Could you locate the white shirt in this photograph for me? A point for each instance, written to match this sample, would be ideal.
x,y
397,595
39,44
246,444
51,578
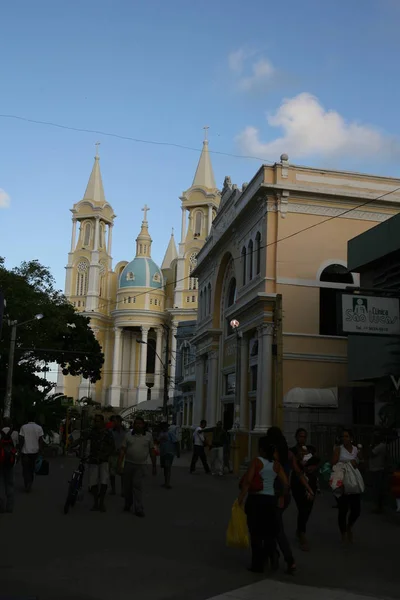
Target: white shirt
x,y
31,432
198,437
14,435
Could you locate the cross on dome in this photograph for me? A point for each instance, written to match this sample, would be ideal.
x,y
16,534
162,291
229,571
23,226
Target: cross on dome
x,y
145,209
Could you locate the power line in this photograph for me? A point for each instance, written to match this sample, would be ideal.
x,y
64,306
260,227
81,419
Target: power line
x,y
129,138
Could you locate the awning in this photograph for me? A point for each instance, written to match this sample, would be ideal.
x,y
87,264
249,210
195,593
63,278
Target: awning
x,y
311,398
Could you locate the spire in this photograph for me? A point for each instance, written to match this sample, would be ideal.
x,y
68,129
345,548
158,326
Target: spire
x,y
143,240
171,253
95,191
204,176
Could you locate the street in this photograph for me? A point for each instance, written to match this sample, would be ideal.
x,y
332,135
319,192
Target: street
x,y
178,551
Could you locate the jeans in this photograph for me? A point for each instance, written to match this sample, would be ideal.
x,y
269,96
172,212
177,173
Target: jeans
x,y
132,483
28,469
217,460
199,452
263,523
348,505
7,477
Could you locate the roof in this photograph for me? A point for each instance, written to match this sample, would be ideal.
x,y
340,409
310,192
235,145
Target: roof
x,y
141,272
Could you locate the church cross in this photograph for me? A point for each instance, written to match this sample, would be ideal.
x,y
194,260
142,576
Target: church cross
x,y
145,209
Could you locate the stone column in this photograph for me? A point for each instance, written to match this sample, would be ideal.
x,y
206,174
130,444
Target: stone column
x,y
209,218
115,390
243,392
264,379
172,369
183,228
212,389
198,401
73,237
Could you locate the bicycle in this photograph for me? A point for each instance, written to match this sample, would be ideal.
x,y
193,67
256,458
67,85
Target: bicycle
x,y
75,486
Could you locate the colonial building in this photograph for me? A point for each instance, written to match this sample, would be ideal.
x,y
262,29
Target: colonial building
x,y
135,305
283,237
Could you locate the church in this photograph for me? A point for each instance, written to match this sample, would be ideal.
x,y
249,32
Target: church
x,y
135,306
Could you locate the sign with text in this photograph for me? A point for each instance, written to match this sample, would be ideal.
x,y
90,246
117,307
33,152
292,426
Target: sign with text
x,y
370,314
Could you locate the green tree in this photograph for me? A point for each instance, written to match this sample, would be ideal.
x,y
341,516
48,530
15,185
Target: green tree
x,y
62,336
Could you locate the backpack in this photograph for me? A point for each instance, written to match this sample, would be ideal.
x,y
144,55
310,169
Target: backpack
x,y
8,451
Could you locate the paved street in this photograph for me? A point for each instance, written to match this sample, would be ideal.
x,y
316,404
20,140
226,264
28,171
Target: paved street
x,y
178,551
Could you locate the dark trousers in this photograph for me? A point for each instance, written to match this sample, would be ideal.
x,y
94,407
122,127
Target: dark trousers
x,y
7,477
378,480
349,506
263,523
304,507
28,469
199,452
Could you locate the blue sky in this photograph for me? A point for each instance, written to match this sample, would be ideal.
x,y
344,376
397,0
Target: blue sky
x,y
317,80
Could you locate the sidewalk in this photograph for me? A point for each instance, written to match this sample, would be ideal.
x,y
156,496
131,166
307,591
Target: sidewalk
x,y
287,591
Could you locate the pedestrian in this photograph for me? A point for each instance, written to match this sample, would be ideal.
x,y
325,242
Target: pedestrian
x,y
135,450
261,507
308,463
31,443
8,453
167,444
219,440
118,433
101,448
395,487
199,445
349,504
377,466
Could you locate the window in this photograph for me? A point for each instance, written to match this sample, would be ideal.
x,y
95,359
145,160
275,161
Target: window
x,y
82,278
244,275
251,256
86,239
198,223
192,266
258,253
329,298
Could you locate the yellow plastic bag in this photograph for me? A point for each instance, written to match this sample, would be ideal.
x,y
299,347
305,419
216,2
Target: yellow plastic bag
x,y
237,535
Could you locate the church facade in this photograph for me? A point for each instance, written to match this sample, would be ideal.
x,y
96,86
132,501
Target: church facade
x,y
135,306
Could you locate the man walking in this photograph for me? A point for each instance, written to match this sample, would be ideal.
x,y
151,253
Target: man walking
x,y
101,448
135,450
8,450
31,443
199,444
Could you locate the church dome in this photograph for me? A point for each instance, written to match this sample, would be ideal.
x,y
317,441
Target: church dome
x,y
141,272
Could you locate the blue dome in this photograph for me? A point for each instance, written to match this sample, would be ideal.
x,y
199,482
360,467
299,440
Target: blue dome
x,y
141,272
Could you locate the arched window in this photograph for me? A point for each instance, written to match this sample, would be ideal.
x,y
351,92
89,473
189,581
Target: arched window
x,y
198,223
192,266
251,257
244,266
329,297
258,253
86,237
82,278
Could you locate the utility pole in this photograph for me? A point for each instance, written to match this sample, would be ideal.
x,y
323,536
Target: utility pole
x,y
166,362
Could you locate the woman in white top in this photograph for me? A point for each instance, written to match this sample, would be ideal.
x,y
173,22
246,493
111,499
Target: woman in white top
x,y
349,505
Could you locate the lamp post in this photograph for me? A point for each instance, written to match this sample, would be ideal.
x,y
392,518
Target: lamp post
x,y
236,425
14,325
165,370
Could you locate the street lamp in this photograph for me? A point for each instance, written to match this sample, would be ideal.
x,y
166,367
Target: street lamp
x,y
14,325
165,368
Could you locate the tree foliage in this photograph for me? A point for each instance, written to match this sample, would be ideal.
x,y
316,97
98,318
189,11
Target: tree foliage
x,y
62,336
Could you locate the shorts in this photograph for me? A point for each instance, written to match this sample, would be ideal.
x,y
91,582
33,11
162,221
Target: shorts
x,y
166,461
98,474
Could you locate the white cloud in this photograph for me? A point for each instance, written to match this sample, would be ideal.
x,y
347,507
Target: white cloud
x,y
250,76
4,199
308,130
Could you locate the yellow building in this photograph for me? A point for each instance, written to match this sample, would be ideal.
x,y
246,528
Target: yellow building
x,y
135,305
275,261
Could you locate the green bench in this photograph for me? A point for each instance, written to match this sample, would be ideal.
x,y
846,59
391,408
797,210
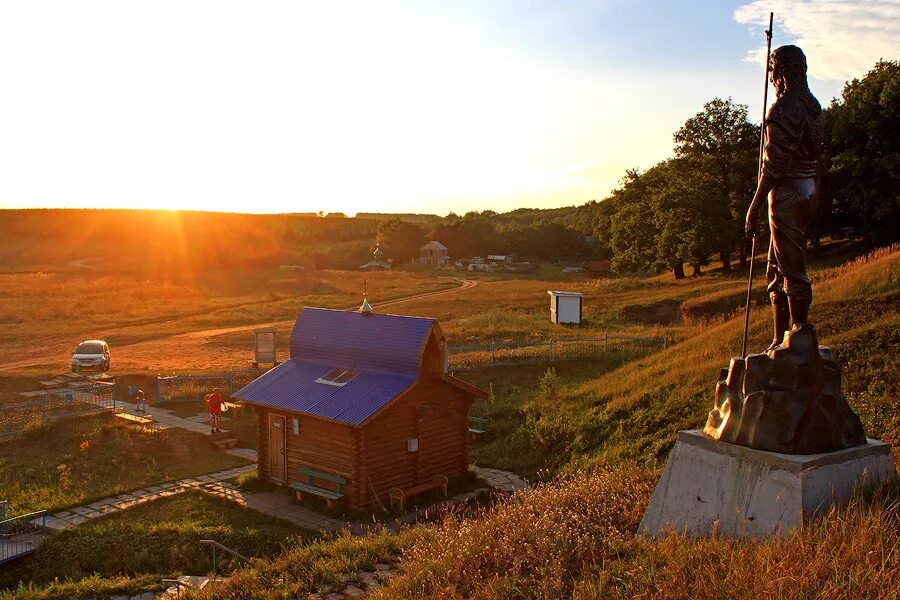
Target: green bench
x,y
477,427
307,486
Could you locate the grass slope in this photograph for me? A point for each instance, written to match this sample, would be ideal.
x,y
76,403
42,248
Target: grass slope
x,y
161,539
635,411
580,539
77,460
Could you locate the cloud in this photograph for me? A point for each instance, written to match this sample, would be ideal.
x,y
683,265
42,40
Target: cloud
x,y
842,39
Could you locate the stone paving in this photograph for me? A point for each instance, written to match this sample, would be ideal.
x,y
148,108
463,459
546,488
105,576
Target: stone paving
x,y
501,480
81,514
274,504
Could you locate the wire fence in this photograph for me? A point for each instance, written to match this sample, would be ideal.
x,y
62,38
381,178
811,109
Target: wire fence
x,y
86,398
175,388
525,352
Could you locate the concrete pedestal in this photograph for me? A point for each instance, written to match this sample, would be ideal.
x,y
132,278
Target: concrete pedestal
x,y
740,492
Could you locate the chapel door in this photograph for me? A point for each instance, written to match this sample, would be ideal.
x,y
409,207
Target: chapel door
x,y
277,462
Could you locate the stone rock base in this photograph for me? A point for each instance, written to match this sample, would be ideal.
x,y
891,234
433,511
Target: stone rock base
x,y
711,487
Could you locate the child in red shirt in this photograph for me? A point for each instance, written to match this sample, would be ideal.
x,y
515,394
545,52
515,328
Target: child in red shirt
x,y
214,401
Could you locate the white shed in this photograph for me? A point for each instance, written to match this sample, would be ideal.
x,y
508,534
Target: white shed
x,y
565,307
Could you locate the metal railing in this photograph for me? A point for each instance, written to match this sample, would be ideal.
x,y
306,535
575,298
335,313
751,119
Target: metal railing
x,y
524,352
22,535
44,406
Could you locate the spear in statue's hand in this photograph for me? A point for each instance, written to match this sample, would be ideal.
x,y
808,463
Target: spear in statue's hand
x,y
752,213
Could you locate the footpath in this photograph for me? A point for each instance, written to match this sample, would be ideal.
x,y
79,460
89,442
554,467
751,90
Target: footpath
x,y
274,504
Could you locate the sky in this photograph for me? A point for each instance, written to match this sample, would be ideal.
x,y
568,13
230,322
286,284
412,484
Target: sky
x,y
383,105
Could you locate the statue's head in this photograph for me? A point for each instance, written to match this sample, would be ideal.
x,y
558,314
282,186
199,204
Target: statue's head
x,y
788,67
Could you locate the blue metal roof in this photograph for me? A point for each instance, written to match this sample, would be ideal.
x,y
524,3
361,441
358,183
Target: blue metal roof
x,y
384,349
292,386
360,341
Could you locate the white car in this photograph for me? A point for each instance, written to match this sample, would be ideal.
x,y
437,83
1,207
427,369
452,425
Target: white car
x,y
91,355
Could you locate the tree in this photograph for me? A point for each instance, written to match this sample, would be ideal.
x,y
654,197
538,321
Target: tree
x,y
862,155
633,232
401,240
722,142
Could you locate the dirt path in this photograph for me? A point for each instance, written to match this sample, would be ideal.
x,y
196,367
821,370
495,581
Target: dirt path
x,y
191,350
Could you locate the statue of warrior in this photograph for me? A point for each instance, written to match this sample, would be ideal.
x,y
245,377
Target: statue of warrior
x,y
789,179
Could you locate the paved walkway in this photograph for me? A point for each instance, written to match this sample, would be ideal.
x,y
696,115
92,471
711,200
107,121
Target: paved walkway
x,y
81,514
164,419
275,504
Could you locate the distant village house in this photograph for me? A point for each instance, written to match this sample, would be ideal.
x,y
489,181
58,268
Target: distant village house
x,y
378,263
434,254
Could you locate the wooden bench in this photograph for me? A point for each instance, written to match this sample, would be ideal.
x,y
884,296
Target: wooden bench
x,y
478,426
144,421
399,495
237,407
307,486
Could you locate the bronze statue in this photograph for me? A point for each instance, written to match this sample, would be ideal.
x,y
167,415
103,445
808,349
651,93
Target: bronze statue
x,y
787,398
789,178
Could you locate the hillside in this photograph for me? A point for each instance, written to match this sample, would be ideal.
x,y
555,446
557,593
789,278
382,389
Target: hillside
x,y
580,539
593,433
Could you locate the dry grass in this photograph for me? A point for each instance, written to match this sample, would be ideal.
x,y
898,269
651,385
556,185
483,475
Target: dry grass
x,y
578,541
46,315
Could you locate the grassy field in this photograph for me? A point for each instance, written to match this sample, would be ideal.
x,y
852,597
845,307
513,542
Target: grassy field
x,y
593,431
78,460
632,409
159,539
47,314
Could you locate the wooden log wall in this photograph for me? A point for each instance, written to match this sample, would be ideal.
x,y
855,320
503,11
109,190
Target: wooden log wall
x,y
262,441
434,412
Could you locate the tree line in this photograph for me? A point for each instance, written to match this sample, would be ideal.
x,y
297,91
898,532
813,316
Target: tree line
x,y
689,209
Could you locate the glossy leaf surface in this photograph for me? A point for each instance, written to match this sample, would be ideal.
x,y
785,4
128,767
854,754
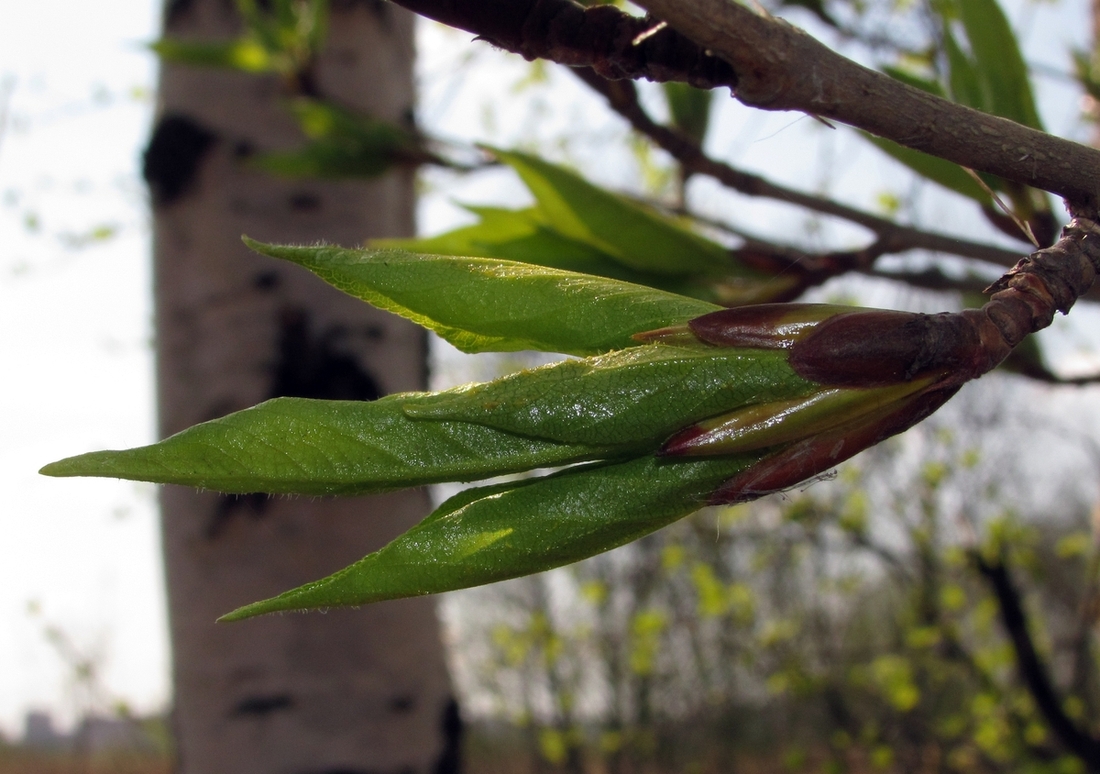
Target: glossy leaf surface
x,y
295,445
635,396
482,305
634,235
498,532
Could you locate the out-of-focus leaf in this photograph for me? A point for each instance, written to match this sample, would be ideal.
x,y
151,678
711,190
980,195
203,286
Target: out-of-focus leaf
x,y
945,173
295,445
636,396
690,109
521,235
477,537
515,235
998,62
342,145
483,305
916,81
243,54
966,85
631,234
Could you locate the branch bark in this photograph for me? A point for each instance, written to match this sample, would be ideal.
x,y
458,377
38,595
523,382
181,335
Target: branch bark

▸ What is needed: Copy out only the lines beginning at the line with "Could you locate the tree line" and ending at the last line of the entries. Keep them exact; drop pictures.

▸ Written solution:
Could you locate the tree line in this photograph for me? A point for each instance, written to match this sample, would be ideal.
x,y
297,91
898,532
813,316
Target: tree line
x,y
689,209
Could you locate the glossy leaf surface in this photograph for me? A point for each instance, written to match this sample, would be ideal.
x,y
785,4
128,767
854,754
Target: glossy leaf surface
x,y
295,445
635,396
482,305
634,235
498,532
Could you locate the out-of-focus leaf in this photograph for me? A point for each instance, written to match this sample, would be ideal.
x,y
151,678
711,190
980,195
203,286
Target: out-of-focus leaf
x,y
945,173
295,445
636,396
690,109
521,235
477,537
515,235
998,62
342,145
483,305
916,81
243,54
966,85
631,234
Could you locate the branch bark in this photograph for me? A point for each instance, written to match this sample, would be ideal.
x,y
458,377
38,595
523,382
181,335
Target: branch bark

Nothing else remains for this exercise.